▶ [What you have to do] Identify each line in the items below that contains the word "herb" and copy those lines.

▶ [Extracted information]
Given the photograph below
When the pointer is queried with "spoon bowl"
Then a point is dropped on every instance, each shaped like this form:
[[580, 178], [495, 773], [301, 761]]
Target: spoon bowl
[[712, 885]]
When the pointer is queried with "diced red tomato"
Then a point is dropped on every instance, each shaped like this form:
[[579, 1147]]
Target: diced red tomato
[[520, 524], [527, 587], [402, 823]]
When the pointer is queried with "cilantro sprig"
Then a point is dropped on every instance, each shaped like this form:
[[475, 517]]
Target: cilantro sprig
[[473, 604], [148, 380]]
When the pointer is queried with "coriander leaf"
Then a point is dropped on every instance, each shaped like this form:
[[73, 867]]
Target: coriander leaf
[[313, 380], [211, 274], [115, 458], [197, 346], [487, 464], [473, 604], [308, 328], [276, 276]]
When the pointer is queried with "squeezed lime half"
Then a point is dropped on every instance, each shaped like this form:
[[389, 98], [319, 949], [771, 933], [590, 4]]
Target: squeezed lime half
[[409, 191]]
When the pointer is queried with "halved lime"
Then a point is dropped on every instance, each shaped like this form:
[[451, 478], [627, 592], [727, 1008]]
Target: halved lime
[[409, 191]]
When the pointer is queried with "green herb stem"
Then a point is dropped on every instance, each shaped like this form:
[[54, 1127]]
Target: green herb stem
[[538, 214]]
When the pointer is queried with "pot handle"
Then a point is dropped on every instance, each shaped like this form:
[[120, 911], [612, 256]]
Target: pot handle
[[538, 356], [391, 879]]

* * *

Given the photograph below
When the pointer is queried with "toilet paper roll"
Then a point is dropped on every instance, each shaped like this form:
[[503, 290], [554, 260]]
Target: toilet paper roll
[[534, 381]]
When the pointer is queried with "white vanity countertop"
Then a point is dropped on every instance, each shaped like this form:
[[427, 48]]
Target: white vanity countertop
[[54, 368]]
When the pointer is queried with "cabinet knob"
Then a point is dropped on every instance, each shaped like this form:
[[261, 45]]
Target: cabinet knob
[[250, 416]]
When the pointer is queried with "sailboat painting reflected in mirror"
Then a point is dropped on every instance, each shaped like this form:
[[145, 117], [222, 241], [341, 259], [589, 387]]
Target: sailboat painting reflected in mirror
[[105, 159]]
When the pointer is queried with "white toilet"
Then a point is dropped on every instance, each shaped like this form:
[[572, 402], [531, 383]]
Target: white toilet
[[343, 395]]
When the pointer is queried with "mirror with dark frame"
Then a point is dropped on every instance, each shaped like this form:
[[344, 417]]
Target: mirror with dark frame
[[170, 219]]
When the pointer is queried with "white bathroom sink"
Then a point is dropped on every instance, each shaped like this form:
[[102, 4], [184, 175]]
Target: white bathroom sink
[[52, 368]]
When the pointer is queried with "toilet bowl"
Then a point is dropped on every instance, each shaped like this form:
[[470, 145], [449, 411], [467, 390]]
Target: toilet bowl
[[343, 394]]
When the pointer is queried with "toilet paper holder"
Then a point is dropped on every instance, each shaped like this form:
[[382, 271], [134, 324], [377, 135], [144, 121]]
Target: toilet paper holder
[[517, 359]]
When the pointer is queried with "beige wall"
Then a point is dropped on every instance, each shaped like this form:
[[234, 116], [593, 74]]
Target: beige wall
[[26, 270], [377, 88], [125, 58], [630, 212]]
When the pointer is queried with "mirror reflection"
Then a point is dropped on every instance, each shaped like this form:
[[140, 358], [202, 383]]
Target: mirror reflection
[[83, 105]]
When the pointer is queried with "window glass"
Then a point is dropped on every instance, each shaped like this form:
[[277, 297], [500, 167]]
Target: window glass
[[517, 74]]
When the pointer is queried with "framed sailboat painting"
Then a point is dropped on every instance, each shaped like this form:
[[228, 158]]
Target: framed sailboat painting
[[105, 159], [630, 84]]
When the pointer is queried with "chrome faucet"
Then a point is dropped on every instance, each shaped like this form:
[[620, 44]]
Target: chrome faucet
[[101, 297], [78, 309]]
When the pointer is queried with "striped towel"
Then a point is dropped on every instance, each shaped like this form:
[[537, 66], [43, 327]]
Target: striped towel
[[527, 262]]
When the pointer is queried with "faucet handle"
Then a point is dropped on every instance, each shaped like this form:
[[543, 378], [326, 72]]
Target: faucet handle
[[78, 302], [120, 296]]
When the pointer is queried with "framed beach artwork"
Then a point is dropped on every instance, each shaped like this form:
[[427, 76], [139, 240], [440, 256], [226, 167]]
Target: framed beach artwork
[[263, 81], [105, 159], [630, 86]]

...

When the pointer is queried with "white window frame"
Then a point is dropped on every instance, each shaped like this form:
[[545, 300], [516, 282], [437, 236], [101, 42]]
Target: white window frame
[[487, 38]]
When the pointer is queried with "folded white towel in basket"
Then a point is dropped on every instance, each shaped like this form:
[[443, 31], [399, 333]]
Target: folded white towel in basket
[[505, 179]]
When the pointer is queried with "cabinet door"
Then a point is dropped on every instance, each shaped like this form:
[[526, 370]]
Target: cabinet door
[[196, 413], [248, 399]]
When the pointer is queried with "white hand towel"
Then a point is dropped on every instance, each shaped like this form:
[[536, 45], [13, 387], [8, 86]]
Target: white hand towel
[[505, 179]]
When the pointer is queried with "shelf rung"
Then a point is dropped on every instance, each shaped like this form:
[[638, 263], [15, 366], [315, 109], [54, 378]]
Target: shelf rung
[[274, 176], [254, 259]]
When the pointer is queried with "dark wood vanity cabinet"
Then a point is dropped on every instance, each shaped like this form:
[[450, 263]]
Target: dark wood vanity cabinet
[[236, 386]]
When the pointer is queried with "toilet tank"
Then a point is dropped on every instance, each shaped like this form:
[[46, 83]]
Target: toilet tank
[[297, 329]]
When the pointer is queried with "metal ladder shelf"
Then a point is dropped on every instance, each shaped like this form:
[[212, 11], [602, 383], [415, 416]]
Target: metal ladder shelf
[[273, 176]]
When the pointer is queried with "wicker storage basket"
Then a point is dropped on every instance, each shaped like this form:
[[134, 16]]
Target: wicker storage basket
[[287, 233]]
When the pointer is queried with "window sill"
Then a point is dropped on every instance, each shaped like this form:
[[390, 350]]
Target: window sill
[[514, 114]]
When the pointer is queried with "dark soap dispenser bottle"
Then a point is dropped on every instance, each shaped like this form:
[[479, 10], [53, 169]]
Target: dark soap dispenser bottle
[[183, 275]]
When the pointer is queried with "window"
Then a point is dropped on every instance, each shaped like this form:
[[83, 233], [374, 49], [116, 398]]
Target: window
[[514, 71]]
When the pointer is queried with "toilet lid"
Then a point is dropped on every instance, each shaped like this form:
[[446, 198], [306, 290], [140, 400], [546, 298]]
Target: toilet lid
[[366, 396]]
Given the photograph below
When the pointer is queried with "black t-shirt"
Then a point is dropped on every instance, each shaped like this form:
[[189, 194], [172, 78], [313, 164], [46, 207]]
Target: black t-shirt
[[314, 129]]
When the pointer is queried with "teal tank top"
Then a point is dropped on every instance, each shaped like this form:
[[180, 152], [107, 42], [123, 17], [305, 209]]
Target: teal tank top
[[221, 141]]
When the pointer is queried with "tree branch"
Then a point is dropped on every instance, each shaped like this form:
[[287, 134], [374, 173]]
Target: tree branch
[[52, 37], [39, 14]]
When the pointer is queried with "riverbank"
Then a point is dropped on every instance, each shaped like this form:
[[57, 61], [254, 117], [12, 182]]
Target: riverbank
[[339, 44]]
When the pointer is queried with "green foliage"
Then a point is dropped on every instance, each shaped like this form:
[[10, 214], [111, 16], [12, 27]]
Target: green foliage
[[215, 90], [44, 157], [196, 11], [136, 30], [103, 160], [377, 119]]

▶ [Exercise answer]
When the pointer is queried with "green herb stem"
Target: green herb stem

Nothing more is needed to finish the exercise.